> [EXERCISE DETAILS]
Below are some entries. Output each one exactly as it appears.
****
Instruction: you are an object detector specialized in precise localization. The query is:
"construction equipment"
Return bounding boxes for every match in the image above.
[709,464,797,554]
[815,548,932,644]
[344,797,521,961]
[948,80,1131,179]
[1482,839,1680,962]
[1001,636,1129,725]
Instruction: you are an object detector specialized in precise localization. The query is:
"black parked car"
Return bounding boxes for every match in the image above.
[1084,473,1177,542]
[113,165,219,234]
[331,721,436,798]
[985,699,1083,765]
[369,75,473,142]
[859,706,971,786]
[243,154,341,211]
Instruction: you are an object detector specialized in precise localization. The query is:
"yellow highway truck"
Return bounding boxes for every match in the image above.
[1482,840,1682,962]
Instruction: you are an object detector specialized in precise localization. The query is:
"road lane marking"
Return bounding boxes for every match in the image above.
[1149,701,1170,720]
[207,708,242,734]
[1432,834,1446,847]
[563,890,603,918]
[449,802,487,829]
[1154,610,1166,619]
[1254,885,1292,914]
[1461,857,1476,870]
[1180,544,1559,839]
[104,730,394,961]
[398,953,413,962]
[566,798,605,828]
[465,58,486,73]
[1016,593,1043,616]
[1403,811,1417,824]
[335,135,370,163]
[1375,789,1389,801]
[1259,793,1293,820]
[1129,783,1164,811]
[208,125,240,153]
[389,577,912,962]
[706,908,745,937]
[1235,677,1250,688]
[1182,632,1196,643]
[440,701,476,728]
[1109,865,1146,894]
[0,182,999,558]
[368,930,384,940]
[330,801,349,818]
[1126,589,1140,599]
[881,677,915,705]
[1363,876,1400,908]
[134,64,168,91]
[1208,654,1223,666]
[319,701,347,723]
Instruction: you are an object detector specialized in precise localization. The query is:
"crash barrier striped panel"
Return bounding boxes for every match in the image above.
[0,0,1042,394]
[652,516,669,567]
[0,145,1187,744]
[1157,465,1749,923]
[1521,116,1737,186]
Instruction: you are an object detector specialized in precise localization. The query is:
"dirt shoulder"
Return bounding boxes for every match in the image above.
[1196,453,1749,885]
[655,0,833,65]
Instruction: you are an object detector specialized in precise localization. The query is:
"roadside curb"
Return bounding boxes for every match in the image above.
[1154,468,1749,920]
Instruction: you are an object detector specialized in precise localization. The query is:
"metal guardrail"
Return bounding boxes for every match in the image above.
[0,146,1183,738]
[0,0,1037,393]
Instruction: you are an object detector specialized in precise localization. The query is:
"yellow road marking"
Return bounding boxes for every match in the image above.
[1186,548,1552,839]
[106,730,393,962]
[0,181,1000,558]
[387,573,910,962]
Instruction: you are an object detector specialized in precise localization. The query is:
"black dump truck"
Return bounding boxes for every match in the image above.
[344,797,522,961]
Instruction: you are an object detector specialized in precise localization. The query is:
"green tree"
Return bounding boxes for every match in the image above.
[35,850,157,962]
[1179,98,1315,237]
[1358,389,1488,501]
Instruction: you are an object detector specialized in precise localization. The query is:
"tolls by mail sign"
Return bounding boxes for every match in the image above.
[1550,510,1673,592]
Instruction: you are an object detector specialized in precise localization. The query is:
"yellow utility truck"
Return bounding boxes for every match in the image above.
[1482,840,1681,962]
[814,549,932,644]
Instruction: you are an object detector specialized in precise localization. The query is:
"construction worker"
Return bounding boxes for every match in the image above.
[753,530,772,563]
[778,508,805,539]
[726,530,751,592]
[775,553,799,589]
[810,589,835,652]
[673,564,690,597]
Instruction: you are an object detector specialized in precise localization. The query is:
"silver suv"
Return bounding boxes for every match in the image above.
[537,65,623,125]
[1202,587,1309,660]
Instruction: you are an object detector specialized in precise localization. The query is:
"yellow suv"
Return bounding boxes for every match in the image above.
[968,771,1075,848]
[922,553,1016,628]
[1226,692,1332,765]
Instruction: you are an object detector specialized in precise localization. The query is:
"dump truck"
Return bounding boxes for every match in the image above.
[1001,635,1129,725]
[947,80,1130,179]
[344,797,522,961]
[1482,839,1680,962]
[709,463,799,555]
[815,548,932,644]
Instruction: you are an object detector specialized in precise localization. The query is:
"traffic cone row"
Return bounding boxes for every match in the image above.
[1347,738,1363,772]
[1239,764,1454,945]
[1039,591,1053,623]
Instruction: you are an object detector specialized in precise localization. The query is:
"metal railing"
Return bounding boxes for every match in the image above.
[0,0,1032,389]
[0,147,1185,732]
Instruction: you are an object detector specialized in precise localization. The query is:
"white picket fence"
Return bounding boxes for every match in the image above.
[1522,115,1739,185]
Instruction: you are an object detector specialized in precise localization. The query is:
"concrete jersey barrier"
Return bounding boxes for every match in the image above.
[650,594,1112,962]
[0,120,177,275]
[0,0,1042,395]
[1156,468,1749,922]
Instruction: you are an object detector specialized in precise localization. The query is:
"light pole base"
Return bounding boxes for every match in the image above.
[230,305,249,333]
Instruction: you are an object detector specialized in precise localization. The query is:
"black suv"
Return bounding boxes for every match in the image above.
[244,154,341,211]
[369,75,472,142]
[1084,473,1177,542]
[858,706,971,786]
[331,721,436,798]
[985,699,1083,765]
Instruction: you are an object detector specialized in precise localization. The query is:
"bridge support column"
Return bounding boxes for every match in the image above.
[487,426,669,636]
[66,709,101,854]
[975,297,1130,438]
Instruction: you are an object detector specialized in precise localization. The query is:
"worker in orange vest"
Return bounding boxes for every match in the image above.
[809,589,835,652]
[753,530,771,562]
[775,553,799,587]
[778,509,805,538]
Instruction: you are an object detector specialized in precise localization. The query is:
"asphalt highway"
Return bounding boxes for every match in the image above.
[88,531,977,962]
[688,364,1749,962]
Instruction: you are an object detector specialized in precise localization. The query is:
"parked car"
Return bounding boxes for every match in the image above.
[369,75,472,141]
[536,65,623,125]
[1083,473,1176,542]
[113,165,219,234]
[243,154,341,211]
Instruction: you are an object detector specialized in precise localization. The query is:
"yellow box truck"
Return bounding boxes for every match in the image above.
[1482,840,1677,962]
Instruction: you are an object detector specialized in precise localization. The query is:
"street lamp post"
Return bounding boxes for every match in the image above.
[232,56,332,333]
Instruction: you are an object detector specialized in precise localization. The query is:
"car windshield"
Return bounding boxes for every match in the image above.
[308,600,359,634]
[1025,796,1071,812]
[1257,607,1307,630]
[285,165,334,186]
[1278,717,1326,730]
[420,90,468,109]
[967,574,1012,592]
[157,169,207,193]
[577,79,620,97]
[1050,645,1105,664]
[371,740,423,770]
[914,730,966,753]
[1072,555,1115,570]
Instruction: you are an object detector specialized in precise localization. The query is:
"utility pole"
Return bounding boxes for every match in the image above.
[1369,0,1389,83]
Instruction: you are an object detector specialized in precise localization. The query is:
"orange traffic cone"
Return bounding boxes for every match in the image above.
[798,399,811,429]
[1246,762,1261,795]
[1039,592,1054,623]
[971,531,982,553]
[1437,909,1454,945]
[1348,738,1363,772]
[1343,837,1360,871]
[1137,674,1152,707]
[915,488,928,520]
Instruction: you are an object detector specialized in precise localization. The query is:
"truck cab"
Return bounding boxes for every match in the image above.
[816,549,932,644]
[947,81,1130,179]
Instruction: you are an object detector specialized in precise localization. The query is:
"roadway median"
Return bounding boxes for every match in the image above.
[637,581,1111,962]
****
> [FINISHED TASK]
Instruction: you are an object detector specialized in precise localization. The query is:
"construction equipment"
Return bounding boxes for every match in the image above.
[709,464,797,554]
[815,548,932,644]
[344,797,521,961]
[948,80,1131,179]
[1482,839,1680,962]
[1001,636,1129,725]
Instruction: you are an object detector specialized in precise localization. The query is:
"black parked car"
Return bounding boxes for every match in the image above.
[1084,473,1177,542]
[113,165,219,234]
[331,721,436,798]
[985,699,1083,765]
[369,75,473,142]
[859,706,971,786]
[243,154,341,211]
Instruction: you are an object detector specialized in precise localization. The query is:
"yellow highway truck"
Return bounding boxes for every match in the image above.
[1482,840,1682,962]
Instruction: you are an object detector specialized in precise localization. The query is:
"road lane marking"
Return bounding boxes for every match in the image above.
[1149,701,1170,720]
[207,708,242,734]
[1432,834,1446,847]
[563,890,603,918]
[449,802,487,829]
[1154,610,1166,619]
[1254,885,1292,914]
[1461,857,1476,870]
[1180,544,1559,839]
[104,730,394,961]
[398,953,413,962]
[566,798,605,828]
[465,58,486,73]
[1016,593,1043,616]
[1403,811,1417,824]
[335,135,370,163]
[1375,789,1389,801]
[1259,793,1293,820]
[1129,783,1164,811]
[208,125,240,153]
[389,577,912,962]
[706,908,745,937]
[1235,677,1250,688]
[1182,632,1196,643]
[440,701,476,728]
[1109,865,1146,894]
[0,182,999,558]
[368,930,384,940]
[330,801,349,818]
[1126,589,1140,599]
[881,677,915,705]
[1363,876,1400,908]
[134,64,168,91]
[1208,654,1223,666]
[319,701,347,723]
Instruction: you are an object detector specialized in precise localization. The query is:
"crash barrier striped panel"
Return bounding boxes for every match in the image above.
[0,0,1042,394]
[652,516,669,567]
[0,145,1187,744]
[1157,465,1749,923]
[1521,116,1737,186]
Instruction: you are an object detector specialized in precise localization. The query is:
"dirt shoulder"
Return bounding boxes for every match in the image above.
[1196,453,1749,885]
[655,0,833,65]
Instruction: you are an object detector specialized in precise localization. The query is:
"roadside curb"
Return bounding boxes for every match in the image above.
[1154,468,1749,920]
Instruction: you are an object detector specialized in precise localization. The query is:
"metal guardrail"
Return bounding boxes for every match in the image above.
[0,146,1183,738]
[0,0,1037,393]
Instruction: you are an object detector specialized in precise localization. The query is:
"yellow road marking"
Return bounding boxes for every match in the image above.
[1186,548,1552,839]
[106,730,393,962]
[0,181,1000,558]
[387,573,910,962]
Instruction: you are an object detector specialized in precise localization. The query is:
"black dump truck"
Return bounding boxes for every match in the image above.
[344,797,522,961]
Instruction: you are an object detector specialized in precise localization. The query is:
"green tree"
Return bounding boxes for every match in the image above.
[35,850,157,962]
[1179,98,1315,237]
[1358,389,1488,501]
Instruction: you are an object detector specialized in precise localization. The query is:
"tolls by mail sign"
Return bounding boxes for every match in the image above.
[1550,510,1673,592]
Instruction: you are an object detector specialized in precise localization. The query is:
"yellow utility truck"
Return bounding boxes for every match in the image above.
[1482,840,1681,962]
[814,549,932,644]
Instruction: you are an object detector specialized in precise localization. The query is:
"construction worker"
Return bounding boxes for every match in the image above.
[753,530,772,563]
[778,508,805,539]
[726,530,751,592]
[775,553,799,589]
[810,589,835,652]
[673,564,690,597]
Instruction: you are an object detector specialized in precise localization. The query is:
"silver suv"
Return bounding boxes for every match in the image above.
[537,65,623,125]
[1202,587,1309,660]
Instruction: you are an object detector specialized in precise localization. The query is:
"yellow suv"
Return bounding boxes for every match in the image above.
[968,771,1075,848]
[922,553,1016,628]
[1226,692,1332,765]
Instruction: you are an object detector specialized in precise localization. The query is:
"dump truck"
Return bounding boxes for every match in the image above.
[1001,635,1129,725]
[947,80,1130,179]
[344,797,522,961]
[1482,839,1680,962]
[709,463,799,555]
[815,548,932,644]
Instruction: you are an object detector specialized in precise localization. The query is:
"traffic cone row"
Return bounding boxes for every match in the image above.
[1347,738,1363,772]
[1239,764,1454,945]
[1039,591,1053,623]
Instruction: you are an object detector specialized in precise localization. The query is:
"metal railing"
Return bounding boxes for every match in the image above.
[0,0,1032,389]
[0,147,1185,732]
Instruction: you are an object detector specialized in precise localization. The query is:
"white picket fence"
Return bounding boxes for every match in the image above.
[1522,115,1739,185]
Instruction: you are an object detector specialized in precise localization. The query is:
"concrete jersey barrier"
Return bounding boxes for every match in the image above.
[650,594,1112,962]
[0,120,177,275]
[0,0,1042,395]
[1156,468,1749,922]
Instruction: you are an object detector specialized in precise localization. The query is:
"light pole base"
Return bounding boxes for every match in the image above.
[230,305,249,333]
Instruction: you are an object detector specialized in precise localization. The query is:
"black suv"
Return bounding boxes for every match in the image above.
[244,154,341,211]
[369,75,472,142]
[1084,473,1177,542]
[858,706,971,786]
[331,721,436,798]
[985,699,1083,765]
Instruction: you are an object detector specialized in precise localization. The query is:
"bridge support column"
Return bounding boxes for every match in the image above.
[487,426,669,636]
[66,709,101,854]
[975,297,1130,438]
Instruction: you are an object detector specialized in precise localization. The query is:
"worker in orange vest"
Return bounding boxes for every match in the image above.
[809,589,835,652]
[753,530,771,562]
[775,553,799,587]
[778,509,805,538]
Instruction: you are an object detector specialized in precise localization. The query is:
"asphalt highway"
Return bounding boxes for every match in the image above.
[88,531,977,962]
[688,364,1749,962]
Instruction: you are an object detector specialized in precise localization. The query is:
"parked car"
Return bounding boxes for every match in the image above.
[369,75,472,141]
[536,65,623,125]
[1083,473,1176,542]
[113,165,219,234]
[243,154,341,211]
Instruction: you are an object detector specialized in precise localization. The query is:
"yellow box truck"
Return bounding boxes for every match in the image above.
[1482,840,1677,962]
Instruction: you are an object detector specialized in precise localization. The query is:
"street lamp post"
Return bounding boxes for every match in the image above.
[232,56,332,333]
Instruction: you are an object detector specialized in precise localization. The query is:
"car windshield"
Return bounding boxes for every match in the image above.
[308,600,359,634]
[1025,796,1071,812]
[1257,607,1307,630]
[285,165,334,186]
[1278,717,1326,730]
[420,90,468,109]
[967,574,1012,592]
[157,169,207,193]
[577,79,620,97]
[1050,645,1105,664]
[371,740,423,770]
[914,730,966,753]
[1072,555,1115,570]
Instruction: you are an object detector specialized in precise localization. The query is:
"utility pole"
Return bounding boxes for every match in the image above.
[1369,0,1389,83]
Instruction: you are an object detector specialized in precise localization. The query is:
"orange traffic cone"
Return bounding boxes for every match in the image above.
[798,399,811,429]
[1246,762,1261,795]
[1039,592,1054,623]
[971,531,982,553]
[1437,909,1454,945]
[1348,738,1363,772]
[1343,837,1360,871]
[1137,674,1152,707]
[915,488,928,520]
Instruction: you are an object detector specialized in precise localization. The query is:
"truck cab"
Return bounding boxes for every match in the image above.
[816,549,932,644]
[947,81,1130,179]
Instruction: you are an object detector specialized in precise localization. The query is:
"roadway median"
Return bounding boxes for every match in the image above.
[637,581,1111,962]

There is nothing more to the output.